## Exercise instructions
Show every line in the records below that contains the string "vent", copying each line in full. Case counts.

## Working data
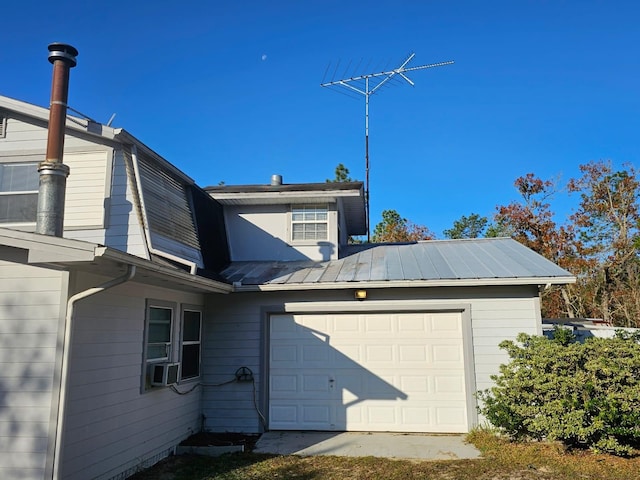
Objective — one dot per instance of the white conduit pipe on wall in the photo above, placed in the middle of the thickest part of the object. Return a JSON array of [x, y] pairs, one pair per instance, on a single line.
[[66, 355]]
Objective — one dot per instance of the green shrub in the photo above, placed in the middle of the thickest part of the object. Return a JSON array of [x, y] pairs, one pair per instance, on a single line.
[[584, 395]]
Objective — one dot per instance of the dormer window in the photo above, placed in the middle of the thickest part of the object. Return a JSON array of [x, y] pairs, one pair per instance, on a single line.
[[309, 222], [18, 192]]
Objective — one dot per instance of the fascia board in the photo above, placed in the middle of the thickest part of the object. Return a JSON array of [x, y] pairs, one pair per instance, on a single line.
[[269, 287], [283, 196], [125, 137], [162, 271], [77, 124]]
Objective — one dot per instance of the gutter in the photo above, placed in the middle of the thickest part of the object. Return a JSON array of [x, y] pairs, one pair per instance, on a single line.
[[475, 282], [212, 286], [193, 267], [66, 355]]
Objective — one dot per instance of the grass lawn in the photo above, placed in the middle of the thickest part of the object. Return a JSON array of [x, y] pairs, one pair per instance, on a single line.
[[502, 460]]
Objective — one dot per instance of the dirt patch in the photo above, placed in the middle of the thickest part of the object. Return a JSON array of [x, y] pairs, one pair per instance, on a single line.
[[221, 439]]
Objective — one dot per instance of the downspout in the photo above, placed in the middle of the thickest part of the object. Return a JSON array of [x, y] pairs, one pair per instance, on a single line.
[[66, 355]]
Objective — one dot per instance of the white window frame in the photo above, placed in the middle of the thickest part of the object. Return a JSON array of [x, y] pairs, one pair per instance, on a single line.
[[183, 342], [311, 211], [169, 348], [13, 193]]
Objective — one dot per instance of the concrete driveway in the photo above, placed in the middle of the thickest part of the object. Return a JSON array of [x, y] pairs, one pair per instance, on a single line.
[[355, 444]]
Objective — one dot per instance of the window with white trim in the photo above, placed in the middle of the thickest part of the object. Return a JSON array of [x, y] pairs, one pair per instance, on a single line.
[[309, 222], [191, 335], [159, 332], [19, 183]]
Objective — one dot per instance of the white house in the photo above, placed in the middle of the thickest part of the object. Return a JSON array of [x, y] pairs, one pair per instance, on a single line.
[[166, 308]]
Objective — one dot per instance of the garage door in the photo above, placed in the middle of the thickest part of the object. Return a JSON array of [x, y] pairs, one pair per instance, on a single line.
[[367, 372]]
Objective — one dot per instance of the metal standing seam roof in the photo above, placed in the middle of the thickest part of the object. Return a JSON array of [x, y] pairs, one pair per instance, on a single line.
[[471, 261]]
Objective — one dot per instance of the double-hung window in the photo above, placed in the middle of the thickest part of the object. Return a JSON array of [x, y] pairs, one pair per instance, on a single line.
[[173, 339], [18, 192], [309, 222], [159, 333]]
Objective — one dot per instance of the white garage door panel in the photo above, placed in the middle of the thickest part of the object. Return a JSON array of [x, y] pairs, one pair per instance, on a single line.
[[372, 372]]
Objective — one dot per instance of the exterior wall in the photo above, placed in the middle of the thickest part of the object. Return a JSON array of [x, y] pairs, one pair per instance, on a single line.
[[31, 322], [87, 184], [112, 428], [32, 135], [124, 226], [234, 335], [262, 233], [99, 203]]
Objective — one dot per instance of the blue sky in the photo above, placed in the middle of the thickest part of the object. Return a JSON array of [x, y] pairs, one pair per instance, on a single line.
[[230, 90]]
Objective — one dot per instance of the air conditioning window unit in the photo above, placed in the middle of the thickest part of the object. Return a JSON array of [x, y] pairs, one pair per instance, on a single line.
[[164, 374]]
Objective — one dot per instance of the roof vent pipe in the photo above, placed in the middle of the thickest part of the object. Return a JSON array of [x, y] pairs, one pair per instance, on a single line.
[[53, 173]]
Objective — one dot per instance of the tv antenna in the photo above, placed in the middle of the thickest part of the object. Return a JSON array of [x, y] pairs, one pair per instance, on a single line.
[[367, 85]]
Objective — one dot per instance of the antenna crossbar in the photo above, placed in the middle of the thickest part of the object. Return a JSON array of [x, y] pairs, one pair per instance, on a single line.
[[372, 83]]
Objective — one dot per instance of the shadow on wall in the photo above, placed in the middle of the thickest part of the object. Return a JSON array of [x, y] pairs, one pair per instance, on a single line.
[[28, 341], [315, 386]]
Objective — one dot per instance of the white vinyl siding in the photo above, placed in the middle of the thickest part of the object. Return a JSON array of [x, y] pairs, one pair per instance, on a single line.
[[309, 222], [113, 428], [30, 323], [235, 336], [87, 189]]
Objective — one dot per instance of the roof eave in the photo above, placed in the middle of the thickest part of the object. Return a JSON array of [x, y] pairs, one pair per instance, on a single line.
[[67, 253], [473, 282]]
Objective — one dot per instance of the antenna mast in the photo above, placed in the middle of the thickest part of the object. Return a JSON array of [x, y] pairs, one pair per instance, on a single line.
[[372, 83]]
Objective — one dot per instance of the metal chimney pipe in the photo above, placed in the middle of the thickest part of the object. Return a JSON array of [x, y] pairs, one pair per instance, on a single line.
[[53, 173]]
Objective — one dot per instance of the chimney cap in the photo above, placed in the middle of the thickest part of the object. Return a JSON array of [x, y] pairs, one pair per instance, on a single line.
[[63, 51]]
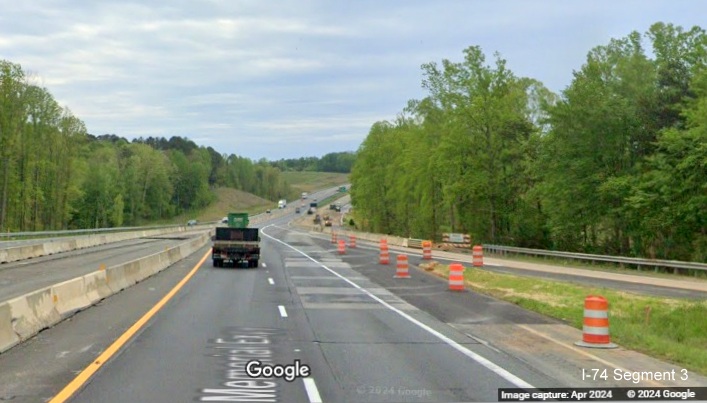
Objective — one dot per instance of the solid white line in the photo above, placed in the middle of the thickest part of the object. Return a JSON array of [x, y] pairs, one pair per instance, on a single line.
[[283, 312], [312, 391], [503, 373]]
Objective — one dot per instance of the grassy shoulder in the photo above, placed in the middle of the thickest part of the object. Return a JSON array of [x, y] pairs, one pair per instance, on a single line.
[[607, 267], [669, 329], [227, 200], [306, 181]]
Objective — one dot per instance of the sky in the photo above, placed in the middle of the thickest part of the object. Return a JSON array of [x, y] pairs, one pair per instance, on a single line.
[[291, 78]]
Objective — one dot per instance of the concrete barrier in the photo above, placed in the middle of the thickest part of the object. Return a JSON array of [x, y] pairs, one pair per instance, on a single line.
[[96, 284], [115, 277], [33, 312], [27, 315], [8, 337], [70, 296], [16, 253]]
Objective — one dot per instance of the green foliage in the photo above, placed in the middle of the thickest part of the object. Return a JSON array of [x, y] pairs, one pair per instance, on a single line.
[[341, 162], [616, 164], [54, 175]]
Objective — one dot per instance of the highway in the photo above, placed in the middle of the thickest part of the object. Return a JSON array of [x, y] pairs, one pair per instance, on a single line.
[[366, 336]]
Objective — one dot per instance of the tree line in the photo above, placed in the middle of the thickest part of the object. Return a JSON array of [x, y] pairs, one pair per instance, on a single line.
[[614, 164], [341, 162], [55, 175]]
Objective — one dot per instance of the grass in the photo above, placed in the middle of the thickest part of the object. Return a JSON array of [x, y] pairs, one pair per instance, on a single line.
[[310, 181], [673, 330], [228, 200]]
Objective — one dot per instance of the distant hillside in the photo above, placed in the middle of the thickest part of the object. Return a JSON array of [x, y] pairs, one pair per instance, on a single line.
[[227, 200], [306, 181]]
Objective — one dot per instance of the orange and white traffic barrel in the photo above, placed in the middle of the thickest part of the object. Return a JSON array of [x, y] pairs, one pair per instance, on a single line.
[[385, 255], [478, 256], [342, 247], [401, 270], [456, 277], [595, 331], [426, 250]]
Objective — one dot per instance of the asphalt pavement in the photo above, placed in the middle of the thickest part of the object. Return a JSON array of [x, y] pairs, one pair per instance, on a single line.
[[364, 335]]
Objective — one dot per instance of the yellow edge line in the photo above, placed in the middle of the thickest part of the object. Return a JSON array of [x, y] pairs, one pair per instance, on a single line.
[[91, 369]]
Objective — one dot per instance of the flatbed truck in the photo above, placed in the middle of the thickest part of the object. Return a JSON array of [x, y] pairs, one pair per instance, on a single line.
[[236, 244]]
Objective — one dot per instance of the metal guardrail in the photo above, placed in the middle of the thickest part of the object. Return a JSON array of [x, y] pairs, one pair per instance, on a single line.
[[674, 264]]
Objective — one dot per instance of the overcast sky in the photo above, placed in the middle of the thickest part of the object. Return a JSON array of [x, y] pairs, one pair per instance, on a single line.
[[286, 79]]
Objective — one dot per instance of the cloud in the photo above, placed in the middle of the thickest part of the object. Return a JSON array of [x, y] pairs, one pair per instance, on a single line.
[[297, 77]]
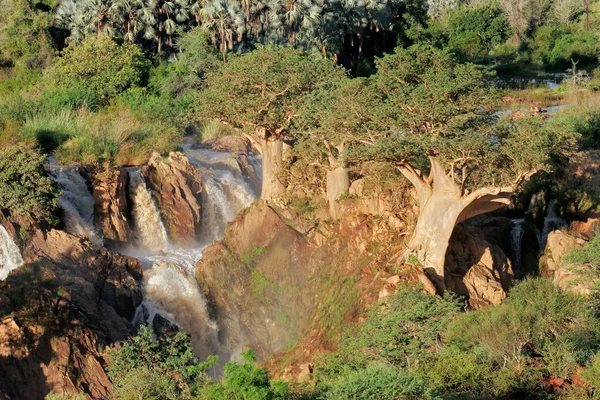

## Worked solution
Objective — one dot per instance of the roof vent pipe in the photo above, placed in the middle of the thickest part of the object. Return a JSON array of [x, y] pairs, one pair per instance, on a single line.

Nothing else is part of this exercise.